== Document text ==
********************

Mental health conditions don’t discriminate. People of all ages, sexual orientations, and income levels may struggle with their mental health.
This is true when it comes to mental health and ethnicity. Certain cultural backgrounds do not make people more or less likely to develop mental health problems. Certain backgrounds do not determine whether treatments will be effective.
But although mental health and treatments affect us all, there are different ways that different groups relate to mental health and assistance. This is especially important to remember in July, which is National Minority Mental Health Awareness Month.
According to Thomas G. McGuire and Jeanne Miranda, “racial and ethnic minorities have less access to mental health services than do whites, are less likely to receive needed care and are more likely to receive poor quality care when treated.” Not receiving such vital assistance may create a number of negative outcomes.
Members of minority groups may not seek mental health assistance for various reasons, but there are ways they may overcome this.
Lack of money and insurance
Health care is often expensive. While the Affordable Care Act (ACA) covers mental health and addiction services, people may still struggle to pay for their insurance, medical visits, or medications.
Fortunately, people may be able to access government programs and private organizations that may help pay for their medical care or introduce them to various forms of assistance. If people contact medical offices, hospitals, and treatment facilities, they may be able to establish payment schedules or make arrangements, such as paying for services on a sliding scale.
Members of minority groups may speak languages other than English and may thus have trouble accessing mental health and medical care. Or, they may not have the confidence to address sometimes complex medical and insurance terms.
They may want to ask English-speaking friends and relatives for help. This assistance may help them find patient advocates who may help people understand medical and insurance terminology, no matter what language they speak. It may also help them find online resources in different languages.

********************

Referring expression pointing data:
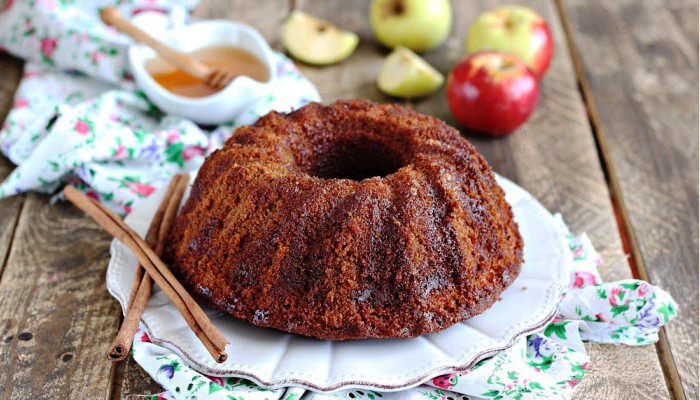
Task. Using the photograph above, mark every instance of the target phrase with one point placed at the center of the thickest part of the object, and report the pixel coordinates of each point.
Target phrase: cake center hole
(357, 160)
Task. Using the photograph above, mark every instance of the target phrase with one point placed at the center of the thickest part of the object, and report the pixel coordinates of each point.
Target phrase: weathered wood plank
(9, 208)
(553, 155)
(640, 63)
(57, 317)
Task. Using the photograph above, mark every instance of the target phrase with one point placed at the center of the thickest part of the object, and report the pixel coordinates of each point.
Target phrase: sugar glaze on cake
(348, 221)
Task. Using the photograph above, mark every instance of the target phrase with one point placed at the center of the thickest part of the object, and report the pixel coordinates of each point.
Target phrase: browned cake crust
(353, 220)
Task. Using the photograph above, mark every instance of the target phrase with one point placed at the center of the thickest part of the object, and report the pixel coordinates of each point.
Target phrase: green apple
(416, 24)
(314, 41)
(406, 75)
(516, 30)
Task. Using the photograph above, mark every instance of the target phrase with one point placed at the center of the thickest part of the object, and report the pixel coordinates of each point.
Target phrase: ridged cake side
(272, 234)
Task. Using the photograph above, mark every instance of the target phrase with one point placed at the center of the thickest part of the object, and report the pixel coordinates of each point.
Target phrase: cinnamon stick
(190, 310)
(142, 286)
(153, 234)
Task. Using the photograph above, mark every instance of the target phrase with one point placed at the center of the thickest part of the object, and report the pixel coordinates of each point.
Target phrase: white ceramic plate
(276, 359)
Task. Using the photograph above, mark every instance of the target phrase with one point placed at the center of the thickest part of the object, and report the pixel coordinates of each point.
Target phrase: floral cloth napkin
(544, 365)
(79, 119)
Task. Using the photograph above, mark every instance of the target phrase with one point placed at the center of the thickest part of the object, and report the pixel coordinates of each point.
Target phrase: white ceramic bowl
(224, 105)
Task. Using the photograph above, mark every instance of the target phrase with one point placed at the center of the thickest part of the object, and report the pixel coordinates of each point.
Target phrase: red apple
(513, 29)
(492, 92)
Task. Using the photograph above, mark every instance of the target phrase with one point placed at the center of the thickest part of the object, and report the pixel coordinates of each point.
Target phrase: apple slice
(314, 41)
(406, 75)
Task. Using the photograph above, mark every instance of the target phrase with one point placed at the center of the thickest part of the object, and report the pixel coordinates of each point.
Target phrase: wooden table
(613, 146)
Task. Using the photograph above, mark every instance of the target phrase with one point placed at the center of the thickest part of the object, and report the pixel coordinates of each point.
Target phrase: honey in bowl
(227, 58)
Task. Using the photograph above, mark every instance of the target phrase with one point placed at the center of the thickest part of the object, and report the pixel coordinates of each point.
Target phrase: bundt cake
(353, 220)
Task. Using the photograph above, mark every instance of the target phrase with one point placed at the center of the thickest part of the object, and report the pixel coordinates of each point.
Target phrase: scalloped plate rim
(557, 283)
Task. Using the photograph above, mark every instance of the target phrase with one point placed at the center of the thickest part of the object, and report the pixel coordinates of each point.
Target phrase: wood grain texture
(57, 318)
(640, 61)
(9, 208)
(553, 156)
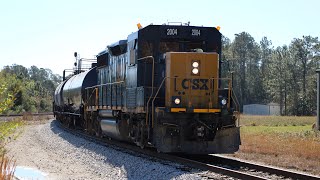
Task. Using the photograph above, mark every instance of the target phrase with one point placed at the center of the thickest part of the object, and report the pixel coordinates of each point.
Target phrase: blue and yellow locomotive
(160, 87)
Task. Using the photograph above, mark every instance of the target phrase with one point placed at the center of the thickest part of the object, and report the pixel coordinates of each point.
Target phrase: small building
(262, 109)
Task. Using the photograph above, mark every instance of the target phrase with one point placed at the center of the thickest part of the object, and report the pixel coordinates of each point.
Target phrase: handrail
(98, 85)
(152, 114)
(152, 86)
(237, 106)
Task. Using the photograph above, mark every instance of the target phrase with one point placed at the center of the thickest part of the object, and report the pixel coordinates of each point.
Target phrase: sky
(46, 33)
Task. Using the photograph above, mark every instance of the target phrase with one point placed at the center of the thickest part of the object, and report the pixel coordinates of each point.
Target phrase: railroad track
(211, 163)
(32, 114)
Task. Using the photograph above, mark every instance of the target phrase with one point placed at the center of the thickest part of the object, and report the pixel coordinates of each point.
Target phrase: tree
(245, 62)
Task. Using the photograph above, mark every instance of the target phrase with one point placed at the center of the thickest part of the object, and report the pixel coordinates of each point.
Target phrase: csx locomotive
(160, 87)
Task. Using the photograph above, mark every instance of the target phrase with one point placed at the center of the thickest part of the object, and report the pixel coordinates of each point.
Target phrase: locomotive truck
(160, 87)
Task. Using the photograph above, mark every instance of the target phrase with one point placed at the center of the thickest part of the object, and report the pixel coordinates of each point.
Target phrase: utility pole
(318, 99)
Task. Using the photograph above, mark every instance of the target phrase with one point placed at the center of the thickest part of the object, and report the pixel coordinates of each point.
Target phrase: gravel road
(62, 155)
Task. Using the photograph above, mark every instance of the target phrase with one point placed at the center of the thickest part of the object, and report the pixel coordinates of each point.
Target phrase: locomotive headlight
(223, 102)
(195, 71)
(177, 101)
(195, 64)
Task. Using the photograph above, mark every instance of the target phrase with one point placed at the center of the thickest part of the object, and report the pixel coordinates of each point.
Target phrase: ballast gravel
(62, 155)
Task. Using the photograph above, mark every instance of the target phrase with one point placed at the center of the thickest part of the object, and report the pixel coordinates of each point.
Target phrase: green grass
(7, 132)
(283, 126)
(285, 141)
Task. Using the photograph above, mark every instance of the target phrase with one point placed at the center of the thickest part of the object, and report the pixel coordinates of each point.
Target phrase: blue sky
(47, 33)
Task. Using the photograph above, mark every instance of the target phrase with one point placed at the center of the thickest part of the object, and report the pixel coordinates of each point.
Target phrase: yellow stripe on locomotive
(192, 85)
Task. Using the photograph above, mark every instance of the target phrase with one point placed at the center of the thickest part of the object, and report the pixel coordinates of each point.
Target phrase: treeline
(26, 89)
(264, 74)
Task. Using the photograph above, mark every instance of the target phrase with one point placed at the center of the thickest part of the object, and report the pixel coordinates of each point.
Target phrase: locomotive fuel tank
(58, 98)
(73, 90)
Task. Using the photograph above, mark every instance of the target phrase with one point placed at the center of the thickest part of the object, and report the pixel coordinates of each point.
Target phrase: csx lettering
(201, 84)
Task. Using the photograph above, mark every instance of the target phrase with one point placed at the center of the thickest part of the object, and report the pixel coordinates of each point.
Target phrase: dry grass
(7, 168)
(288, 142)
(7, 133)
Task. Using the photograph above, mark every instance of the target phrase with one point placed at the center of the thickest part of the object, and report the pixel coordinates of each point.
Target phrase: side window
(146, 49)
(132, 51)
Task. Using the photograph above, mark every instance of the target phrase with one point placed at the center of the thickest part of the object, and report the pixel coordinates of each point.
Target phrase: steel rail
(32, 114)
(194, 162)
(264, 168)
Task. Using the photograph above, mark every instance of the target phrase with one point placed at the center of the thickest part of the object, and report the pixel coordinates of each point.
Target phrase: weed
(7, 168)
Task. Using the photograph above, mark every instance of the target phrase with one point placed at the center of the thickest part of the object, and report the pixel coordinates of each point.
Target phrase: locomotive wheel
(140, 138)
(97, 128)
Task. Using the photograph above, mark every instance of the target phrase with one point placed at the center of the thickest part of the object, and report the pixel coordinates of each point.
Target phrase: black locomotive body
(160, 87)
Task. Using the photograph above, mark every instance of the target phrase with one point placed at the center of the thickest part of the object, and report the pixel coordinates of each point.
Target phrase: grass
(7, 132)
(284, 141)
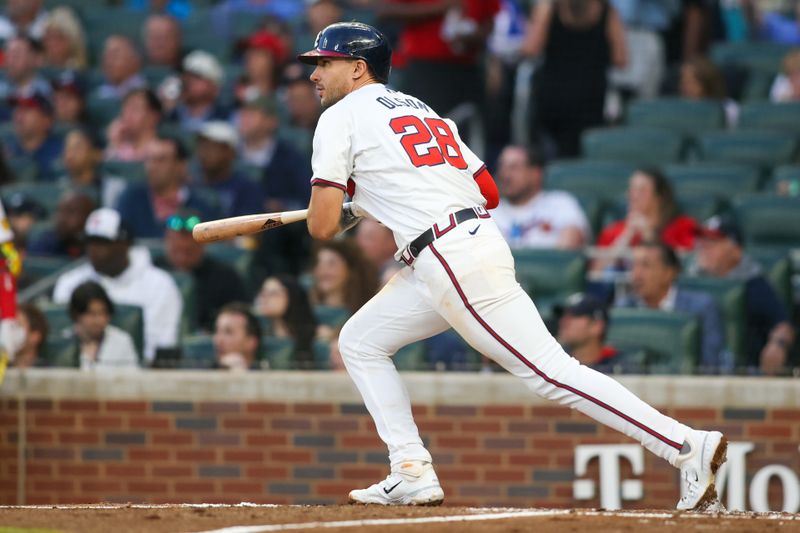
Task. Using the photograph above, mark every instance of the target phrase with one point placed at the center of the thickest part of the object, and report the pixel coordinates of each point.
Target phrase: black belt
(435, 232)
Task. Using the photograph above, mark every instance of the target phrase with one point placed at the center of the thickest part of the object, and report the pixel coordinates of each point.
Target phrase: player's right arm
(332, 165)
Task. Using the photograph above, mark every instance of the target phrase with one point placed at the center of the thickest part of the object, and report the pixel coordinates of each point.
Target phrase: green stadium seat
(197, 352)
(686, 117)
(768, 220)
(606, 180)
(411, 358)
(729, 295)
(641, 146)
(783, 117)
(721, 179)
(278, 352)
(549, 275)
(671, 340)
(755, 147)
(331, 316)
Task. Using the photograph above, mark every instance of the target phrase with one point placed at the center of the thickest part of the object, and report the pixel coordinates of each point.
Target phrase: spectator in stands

********************

== Activity list ==
1 > Write out the part of the minority mental health article between "Lack of money" and "and insurance terms.", inclusive.
2 > Answer these questions from the minority mental health article.
(a) Which month does the article say is National Minority Mental Health Awareness Month?
(b) Which law does the article say covers mental health and addiction services?
(c) Whom does the article suggest people with language barriers ask for help?
3 > Carry on the minority mental health article from its last sentence.

== Answers below ==
1 >
Lack of money and insurance
Health care is often expensive. While the Affordable Care Act (ACA) covers mental health and addiction services, people may still struggle to pay for their insurance, medical visits, or medications.
Fortunately, people may be able to access government programs and private organizations that may help pay for their medical care or introduce them to various forms of assistance. If people contact medical offices, hospitals, and treatment facilities, they may be able to establish payment schedules or make arrangements, such as paying for services on a sliding scale.
Members of minority groups may speak languages other than English and may thus have trouble accessing mental health and medical care. Or, they may not have the confidence to address sometimes complex medical and insurance terms.

2 >
(a) July
(b) The Affordable Care Act (ACA)
(c) English-speaking friends and relatives

3 >
Cultural practices and beliefs
Some cultures may believe that experiencing mental health conditions or seeking help for such conditions are signs of weakness. For example, some Asian American cultures say that mental health conditions may create a loss of face, or a blow to their and their family’s reputations.
But if they go online, they’ll see that they’re not odd exceptions that threaten to destroy their families. Instead, they’ll see just how common they are. They’ll find sites that celebrate that July is national minority mental health awareness month. The sites illustrate how people of all backgrounds may struggle with their mental health and include tips on where to find help.
Discrimination against mental health conditions and mental health assistance exists in the larger society. Discrimination and stigma sometimes scare people from seeking the assistance they need.
Silence breeds stigmas, so consider talking about mental health. You don’t have to bare the most intimate details of your life, but if other people are sharing their own stories or talking about mental health in general, consider discussing your own life or asking a few respectful questions. Bringing things into the open may help us better understand and treat mental health issues instead of hiding or neglecting what’s happening.
While members of minority groups sometimes face obstacles regarding their mental health, they can overcome them. Although July is national minority mental health awareness month, it’s important for all people to address their mental health all year long.